Reproduce everything from the line containing "[pin] green grass lawn -- one per line" down to the end of the records, substituting "long white fur" for "shaggy white fur" and leaving all else unchanged. Give only those lines.

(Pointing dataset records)
[Start]

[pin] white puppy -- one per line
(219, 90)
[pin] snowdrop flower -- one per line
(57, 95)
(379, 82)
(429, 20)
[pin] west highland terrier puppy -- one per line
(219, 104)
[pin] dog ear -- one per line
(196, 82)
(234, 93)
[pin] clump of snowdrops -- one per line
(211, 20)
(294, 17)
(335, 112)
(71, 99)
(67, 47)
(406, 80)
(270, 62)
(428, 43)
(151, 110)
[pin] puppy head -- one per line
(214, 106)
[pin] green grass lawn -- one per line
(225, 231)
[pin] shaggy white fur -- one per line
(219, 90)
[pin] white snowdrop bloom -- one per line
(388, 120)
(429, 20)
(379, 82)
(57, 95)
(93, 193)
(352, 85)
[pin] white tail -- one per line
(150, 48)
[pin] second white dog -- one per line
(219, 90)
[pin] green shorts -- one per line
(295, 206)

[End]

• [EXERCISE RESPONSE]
[pin] green grass lawn -- one per line
(225, 231)
[pin] long white fur -- one per line
(219, 90)
[pin] white snowdrop bloom -- one per line
(388, 120)
(429, 20)
(379, 82)
(57, 95)
(93, 193)
(352, 85)
[pin] white tail -- one per line
(150, 48)
[pin] second white dog -- one per line
(219, 90)
[pin] green shorts -- one per line
(295, 206)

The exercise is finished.